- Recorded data

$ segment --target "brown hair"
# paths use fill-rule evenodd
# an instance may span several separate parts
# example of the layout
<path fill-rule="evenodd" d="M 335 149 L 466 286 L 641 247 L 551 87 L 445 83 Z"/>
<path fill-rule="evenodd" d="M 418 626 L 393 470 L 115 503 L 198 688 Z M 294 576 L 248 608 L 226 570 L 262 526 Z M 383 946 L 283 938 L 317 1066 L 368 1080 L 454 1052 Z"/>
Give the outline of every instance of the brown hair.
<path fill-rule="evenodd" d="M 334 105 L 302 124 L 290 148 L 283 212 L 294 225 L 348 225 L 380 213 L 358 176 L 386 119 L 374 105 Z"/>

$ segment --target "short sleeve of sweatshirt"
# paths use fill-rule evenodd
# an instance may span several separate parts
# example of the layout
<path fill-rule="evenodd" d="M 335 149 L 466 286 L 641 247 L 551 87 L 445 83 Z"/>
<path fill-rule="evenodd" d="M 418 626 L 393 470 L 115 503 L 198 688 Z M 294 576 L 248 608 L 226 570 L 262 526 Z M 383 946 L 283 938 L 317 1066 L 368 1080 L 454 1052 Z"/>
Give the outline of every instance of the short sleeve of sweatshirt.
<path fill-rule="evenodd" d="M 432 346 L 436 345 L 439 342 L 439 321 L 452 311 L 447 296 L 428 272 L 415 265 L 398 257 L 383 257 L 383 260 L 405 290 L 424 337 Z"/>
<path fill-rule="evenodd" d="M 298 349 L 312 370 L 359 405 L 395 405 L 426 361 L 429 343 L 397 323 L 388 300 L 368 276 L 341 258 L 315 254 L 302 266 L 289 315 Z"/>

- Work to complete
Return all of the above records exactly, leaving no line out.

- Output
$ segment --target "brown hair"
# paths use fill-rule evenodd
# an instance may span several separate parts
# example of the layout
<path fill-rule="evenodd" d="M 335 149 L 466 286 L 641 247 L 551 87 L 445 83 Z"/>
<path fill-rule="evenodd" d="M 418 626 L 393 470 L 115 503 L 198 688 Z M 294 576 L 248 608 L 226 570 L 262 526 Z M 383 946 L 283 938 L 317 1066 L 368 1080 L 454 1052 Z"/>
Give the outline of every instance of the brown hair.
<path fill-rule="evenodd" d="M 334 105 L 302 124 L 290 148 L 283 212 L 294 225 L 348 225 L 380 213 L 358 176 L 386 119 L 374 105 Z"/>

$ segment --target "short sleeve of sweatshirt"
# paths use fill-rule evenodd
# an instance may span several separate parts
# example of the layout
<path fill-rule="evenodd" d="M 335 149 L 466 286 L 641 247 L 551 87 L 445 83 Z"/>
<path fill-rule="evenodd" d="M 418 626 L 393 470 L 115 503 L 198 688 Z M 294 576 L 248 608 L 226 570 L 262 526 Z M 383 946 L 283 938 L 317 1066 L 368 1080 L 454 1052 Z"/>
Give the outline of every instance of the short sleeve of sweatshirt.
<path fill-rule="evenodd" d="M 432 346 L 436 345 L 439 342 L 439 321 L 452 311 L 447 296 L 428 272 L 415 265 L 398 257 L 383 257 L 383 260 L 405 290 L 424 337 Z"/>
<path fill-rule="evenodd" d="M 298 349 L 312 370 L 359 405 L 395 405 L 426 361 L 429 343 L 397 323 L 388 300 L 368 276 L 341 258 L 315 254 L 302 266 L 289 315 Z"/>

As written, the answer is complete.